- **What you will do**: Reproduce every one of the records below line for line, changing nothing.
--- Begin Data records ---
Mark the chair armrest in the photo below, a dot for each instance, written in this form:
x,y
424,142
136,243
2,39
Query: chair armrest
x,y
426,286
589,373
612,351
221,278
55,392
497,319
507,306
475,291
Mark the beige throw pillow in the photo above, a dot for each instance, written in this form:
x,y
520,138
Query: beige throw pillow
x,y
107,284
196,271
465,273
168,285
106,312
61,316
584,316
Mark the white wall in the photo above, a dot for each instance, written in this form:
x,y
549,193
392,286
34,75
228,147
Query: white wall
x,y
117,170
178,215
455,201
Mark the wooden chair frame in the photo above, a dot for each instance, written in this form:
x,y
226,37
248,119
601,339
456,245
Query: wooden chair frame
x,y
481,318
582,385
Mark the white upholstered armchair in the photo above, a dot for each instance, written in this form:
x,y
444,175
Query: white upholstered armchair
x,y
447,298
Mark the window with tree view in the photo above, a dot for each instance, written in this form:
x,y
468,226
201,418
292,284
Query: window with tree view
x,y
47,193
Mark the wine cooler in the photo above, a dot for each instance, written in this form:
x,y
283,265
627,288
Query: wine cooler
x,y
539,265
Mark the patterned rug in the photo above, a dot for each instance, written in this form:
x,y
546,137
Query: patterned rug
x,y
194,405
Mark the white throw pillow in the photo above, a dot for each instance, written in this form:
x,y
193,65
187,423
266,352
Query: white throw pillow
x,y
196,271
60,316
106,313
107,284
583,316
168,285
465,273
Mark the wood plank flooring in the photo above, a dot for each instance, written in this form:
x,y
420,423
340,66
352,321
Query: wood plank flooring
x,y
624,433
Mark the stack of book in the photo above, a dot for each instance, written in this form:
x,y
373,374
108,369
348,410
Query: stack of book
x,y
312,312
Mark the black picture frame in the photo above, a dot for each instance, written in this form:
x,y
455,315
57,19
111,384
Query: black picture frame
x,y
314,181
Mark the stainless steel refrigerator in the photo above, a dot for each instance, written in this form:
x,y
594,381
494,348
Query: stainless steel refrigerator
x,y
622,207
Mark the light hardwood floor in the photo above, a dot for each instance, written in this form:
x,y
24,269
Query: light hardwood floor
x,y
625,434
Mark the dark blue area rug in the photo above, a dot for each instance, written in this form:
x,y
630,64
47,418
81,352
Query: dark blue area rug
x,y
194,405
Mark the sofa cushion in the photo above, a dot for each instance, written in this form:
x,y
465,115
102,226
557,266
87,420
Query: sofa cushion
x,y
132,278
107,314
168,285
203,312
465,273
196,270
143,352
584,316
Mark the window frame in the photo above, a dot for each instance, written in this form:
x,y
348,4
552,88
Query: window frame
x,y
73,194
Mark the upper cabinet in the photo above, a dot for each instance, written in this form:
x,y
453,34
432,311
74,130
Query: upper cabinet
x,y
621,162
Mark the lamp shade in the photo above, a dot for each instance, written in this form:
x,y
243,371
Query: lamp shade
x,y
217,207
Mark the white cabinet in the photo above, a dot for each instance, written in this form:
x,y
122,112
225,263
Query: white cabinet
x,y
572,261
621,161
--- End Data records ---
- **Written answer**:
Mark the chair armrest in the photo below, a dot for each instance, written in this form:
x,y
424,142
136,243
2,39
Query: chair armrest
x,y
426,286
589,373
612,351
221,278
55,392
497,319
507,306
475,291
Mark the beige throw pillow in the photo above, a dot for each instance, written in this form:
x,y
520,138
Query: beige throw pillow
x,y
107,284
196,271
465,273
168,285
106,312
61,316
584,316
Mark the white wall in the photo above, a dot for each instance, written in this form:
x,y
549,193
392,286
34,75
228,147
Query: white wall
x,y
117,170
178,215
455,201
Mark the wooden chair frame in the photo above, a dot for each instance, written in this form:
x,y
226,37
248,119
601,339
456,245
Query: wooden chair frame
x,y
481,318
582,385
Mark the white upholstered armchair in the photo above, a dot for each instance, written in this form:
x,y
444,175
Query: white upholstered armchair
x,y
447,298
Mark the window with tree view in the photo above, a dot for each instance, written in this form:
x,y
468,226
201,418
292,284
Query: window with tree view
x,y
47,193
Mark the wine cooler in the photo above, a dot for each instance, written in this form:
x,y
283,265
627,288
Query: wine cooler
x,y
539,265
Mark the patterned rug in the photo above, a dot for each instance, written in this form:
x,y
546,137
Query: patterned rug
x,y
194,405
Mark the white throw pillow in the photo above, a dot for each instance, written in this form:
x,y
193,65
187,423
266,352
Query: white throw pillow
x,y
196,271
60,316
106,313
107,284
583,316
168,285
465,273
Mark the wood plank flooring in the photo above, a dot for each instance, written in this form:
x,y
420,423
340,66
352,321
Query: wood plank flooring
x,y
624,433
Mark the stack of book in the photo above, a dot for each instance, written in this form:
x,y
373,374
108,369
348,410
Query: stack of book
x,y
312,312
Mark the black picture frame in the photo above, a dot for each instance, written in this form:
x,y
455,315
57,19
111,384
Query: black picture frame
x,y
314,181
Mark the stainless steel refrigerator in the photo above, a dot for each instance, written in this form:
x,y
594,381
494,348
Query: stainless steel refrigerator
x,y
622,207
Mark the light hardwood floor in the photo above, a dot for each instance, written in this form:
x,y
24,269
Query: light hardwood floor
x,y
625,434
Mark the dark blue area rug in the photo above, a dot for each instance, written in this form:
x,y
630,64
47,418
81,352
Query: dark blue area rug
x,y
194,405
Mark the sofa cushion in the photo above, a dot for each instance, written in this form:
x,y
465,115
102,226
557,266
87,420
Query: sofa cushion
x,y
132,278
107,314
168,285
203,312
465,273
196,270
143,352
584,316
Mark the window frame in the photo above, a dot for each instance, written in this form:
x,y
348,4
552,88
Query: window frame
x,y
73,194
Mark the upper cabinet in the photo above, a dot for each instance, written in this form:
x,y
453,34
432,311
74,130
Query: upper cabinet
x,y
621,162
Mark the lamp shade in the photo above, a dot for each instance, written in this form:
x,y
243,371
Query: lamp shade
x,y
217,207
Mark the white cabinet in the photo above, a dot for each instance, written in this form:
x,y
122,112
225,263
Query: white cabinet
x,y
572,261
621,161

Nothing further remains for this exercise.